#### [Given passage]
Do President George W. Bush's policies for combating bioterror have the right focus? Credit: P. MARTINEZ MONSIVAIS/AP

The fear of bioterrorism is increasing scientific isolationism in the United States. New restrictions on the publication of sensitive information relevant to biological weapons, on access to ‘select’ biological agents for research, and on the training of scientists from specified countries are some examples. Although restrictions on scientific activities might make sense in the context of nuclear-weapons proliferation, they may end up being counter-productive for the United States' defence against bioterror.

Biological terrorism poses a unique threat in that the devastation caused by the release of a biological agent is unlikely to be confined to the event itself, but will depend on the ease with which the disease spreads. Infectious disease cannot easily be restricted to any location, region or even nation. The World Health Organization (WHO) has documented numerous cases of global disease spread, including that of severe acute respiratory syndrome (SARS) in 2003. This virus disease originated in southern China and spread to nearly 30 countries, resulting in 8,098 infections and 774 deaths over nine months1.

A bioterror attack would probably be much worse than this natural epidemic, as the infectious agents used and the manner of their release would be designed for maximum effect. If terrorists released a biological agent in a region where quick identification of a disease outbreak was unlikely, they could exploit the ease of international travel to spread the disease to ‘targeted’ countries once it had established a sufficiently strong foothold to make containment difficult. Consequently, attention to the global dimensions of bioterror threats is particularly important, including strengthening inter-national means to identify and contain outbreaks of infectious disease.

#### [Dataset entries]

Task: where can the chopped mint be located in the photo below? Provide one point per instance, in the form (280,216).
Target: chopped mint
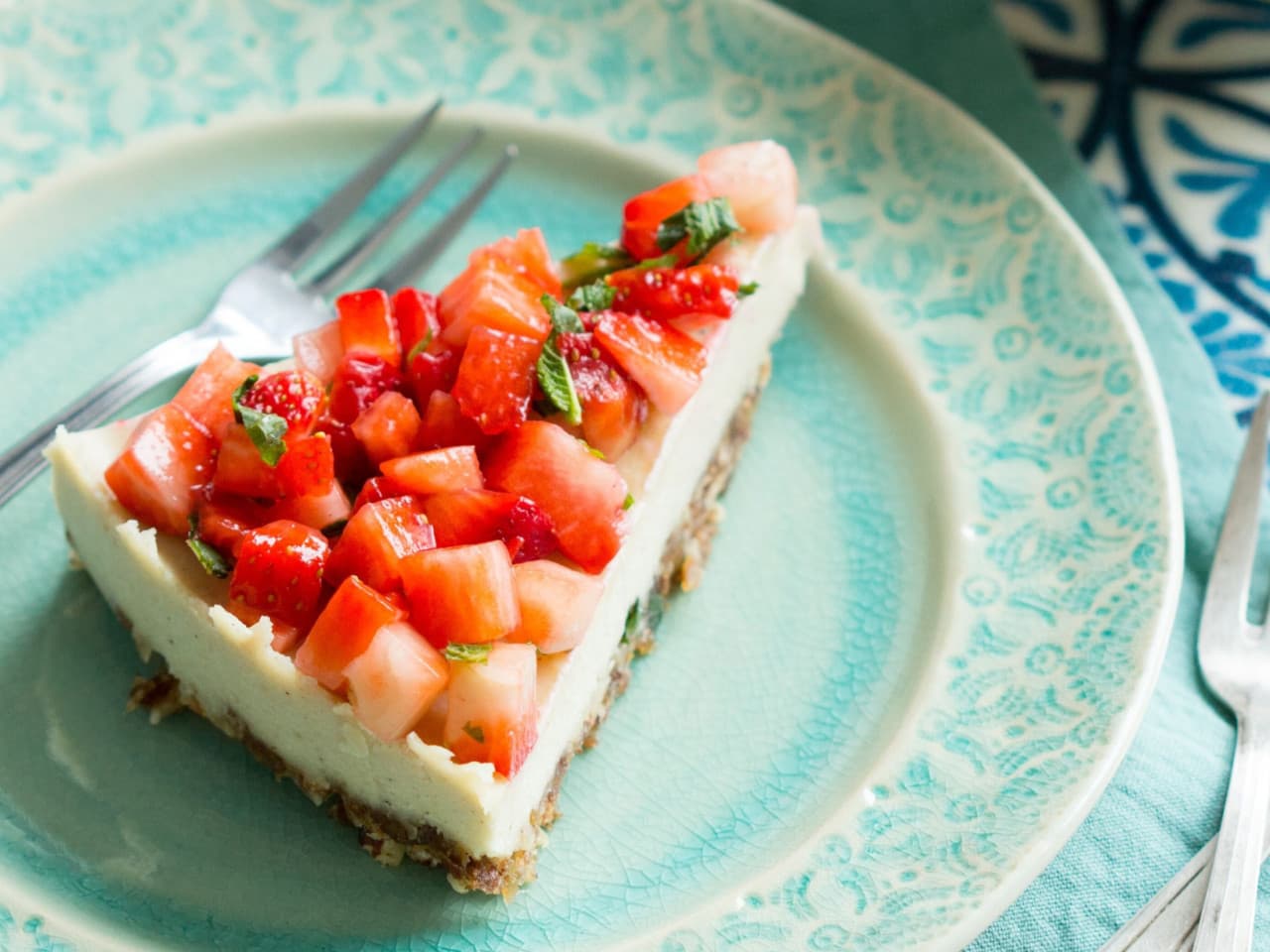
(595,296)
(468,654)
(212,561)
(554,375)
(593,262)
(421,345)
(264,429)
(702,223)
(667,261)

#### [To do]
Please carry the passage on U.S. bioterror policy and scientific isolationism forward, starting after its final sentence.

#### [Exercise output]
To date, national-security experts have considered the risk of this sort of attack to be fairly low2. It was thought that its indiscriminate nature — placing non-target populations, including the terrorists themselves, in danger — would undermine popular support for the terrorists' agenda. This analysis, however, reflects old expectations of terrorist behaviour based on rational self-interest — rules that simply do not apply to modern terrorists.

Although many terrorists try to limit casualties for pragmatic reasons, emerging terrorist groups often have radicalized agendas that pay less, if any, concern to public support. In addition, today's terrorists have consistently demonstrated a willingness to die (and to kill innocent civilians) to achieve their goals.

In this context, is the United States developing the best strategies for preventing bioterrorism, and for responding to and containing bioterror attacks? Homeland defence priorities3 have emphasized diplomatic, intelligence, law-enforcement (including disruption of terrorists' financial networks) and border-control measures designed to keep potential biological weapons out of the hands of terrorists. These are valid efforts but they do not fully address the international dimensions of modern bioterrorism and the most likely route by which an attack will reach the United States. It is also widely accepted that the ‘open’ nature of US society creates vulnerabil-ities to terrorism3. But when preparing ourselves for a bioterror attack, an open academic and educational system is one of our most important defensive strengths. New ways of thinking about security are sorely needed.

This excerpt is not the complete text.